▸ **Written exercise**
Report every line of the records that contains the word "drawer", copying each line in full.

— start of Entries —

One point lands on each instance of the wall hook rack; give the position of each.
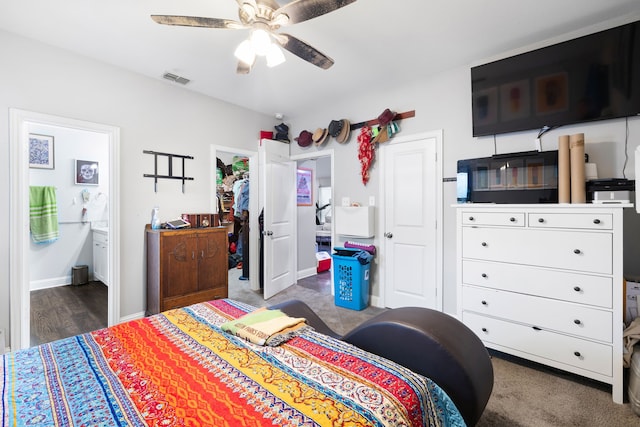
(170, 158)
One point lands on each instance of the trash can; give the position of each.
(79, 275)
(634, 381)
(351, 279)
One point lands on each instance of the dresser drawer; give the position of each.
(510, 219)
(543, 313)
(581, 251)
(585, 221)
(583, 354)
(560, 285)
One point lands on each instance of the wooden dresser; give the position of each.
(185, 267)
(545, 283)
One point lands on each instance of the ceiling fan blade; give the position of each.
(304, 51)
(243, 68)
(303, 10)
(197, 21)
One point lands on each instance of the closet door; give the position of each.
(278, 191)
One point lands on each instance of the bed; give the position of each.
(180, 368)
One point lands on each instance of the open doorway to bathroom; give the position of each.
(36, 266)
(315, 226)
(69, 272)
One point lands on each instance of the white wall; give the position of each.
(151, 114)
(50, 263)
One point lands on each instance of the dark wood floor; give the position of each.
(65, 311)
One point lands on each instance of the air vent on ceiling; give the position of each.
(175, 78)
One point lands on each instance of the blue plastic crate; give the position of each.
(351, 281)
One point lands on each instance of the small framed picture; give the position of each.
(41, 151)
(304, 187)
(87, 172)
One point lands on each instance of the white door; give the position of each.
(278, 178)
(412, 214)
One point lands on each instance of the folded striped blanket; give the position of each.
(266, 327)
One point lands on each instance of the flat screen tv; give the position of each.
(594, 77)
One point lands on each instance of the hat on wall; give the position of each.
(343, 136)
(386, 117)
(320, 136)
(305, 138)
(335, 127)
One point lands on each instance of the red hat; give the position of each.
(386, 117)
(304, 140)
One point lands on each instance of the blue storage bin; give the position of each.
(351, 280)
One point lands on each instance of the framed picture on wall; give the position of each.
(41, 151)
(87, 172)
(304, 187)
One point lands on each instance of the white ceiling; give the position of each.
(375, 43)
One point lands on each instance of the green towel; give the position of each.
(43, 211)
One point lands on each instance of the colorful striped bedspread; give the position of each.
(178, 368)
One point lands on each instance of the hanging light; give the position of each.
(259, 44)
(274, 55)
(261, 41)
(245, 53)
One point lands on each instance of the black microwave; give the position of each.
(527, 177)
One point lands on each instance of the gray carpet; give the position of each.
(524, 394)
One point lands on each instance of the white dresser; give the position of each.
(545, 283)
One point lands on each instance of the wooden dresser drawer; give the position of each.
(510, 219)
(584, 221)
(582, 354)
(543, 313)
(580, 251)
(561, 285)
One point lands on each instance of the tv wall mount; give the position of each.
(170, 174)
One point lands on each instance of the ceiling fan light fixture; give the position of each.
(245, 52)
(260, 41)
(275, 56)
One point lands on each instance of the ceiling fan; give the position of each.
(264, 17)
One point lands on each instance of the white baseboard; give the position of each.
(36, 285)
(307, 273)
(133, 316)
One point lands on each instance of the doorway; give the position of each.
(411, 218)
(315, 227)
(22, 123)
(246, 275)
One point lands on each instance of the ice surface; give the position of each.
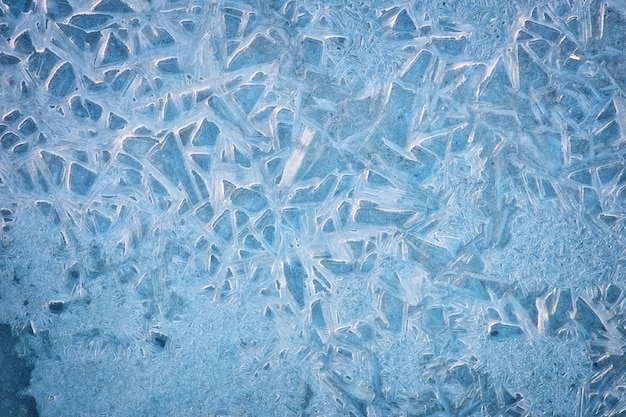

— end of Entries —

▸ **Answer to the task**
One point lands on each instance of the dresser drawer; give the position of each.
One point lands on each instance of the wooden dresser drawer; give the position of each.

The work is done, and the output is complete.